_EXTRAIT DU DOCUMENT_
* * * *

Melosi écrit précisément : « L’étalement urbain dans l’Amérique de l’après-guerre n’a pas suivi un schéma clair et consistant de développement externe, cependant, mais plutôt une sorte de ‘‘croissance urbaine à la saute-mouton’’ qui a éparpillé les gens, les entreprises et l’industrie sur un large paysage comportant des parcelles importantes de terrain vacant ou vide entrecoupé de maisons, de zones commerciales en bordure de route, et d’une multitude d’espaces à faible densité de population. » Cette forme désarticulée de développement urbain a d’autant plus renforcé le besoin constant de l’Américain moyen de posséder sa voiture personnelle, et ça ne s’est pas arrêté là.

* * * *

_LIGNES DE DONNÉES_
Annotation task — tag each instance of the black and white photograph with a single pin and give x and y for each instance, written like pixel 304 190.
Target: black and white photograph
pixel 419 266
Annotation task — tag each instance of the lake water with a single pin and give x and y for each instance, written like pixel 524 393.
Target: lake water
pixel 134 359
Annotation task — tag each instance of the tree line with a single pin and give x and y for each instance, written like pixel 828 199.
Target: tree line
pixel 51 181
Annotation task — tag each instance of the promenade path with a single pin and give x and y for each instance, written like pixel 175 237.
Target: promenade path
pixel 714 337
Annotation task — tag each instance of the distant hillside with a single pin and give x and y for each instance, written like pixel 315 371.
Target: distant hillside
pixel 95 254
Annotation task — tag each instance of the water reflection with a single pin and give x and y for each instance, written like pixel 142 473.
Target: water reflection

* * * *

_TRAVAIL DEMANDÉ_
D'après l'extrait sur l'étalement urbain, quel besoin de l'Américain moyen cette forme désarticulée de développement urbain a-t-elle renforcé ?

_RÉPONSE_
Le besoin constant de posséder sa voiture personnelle.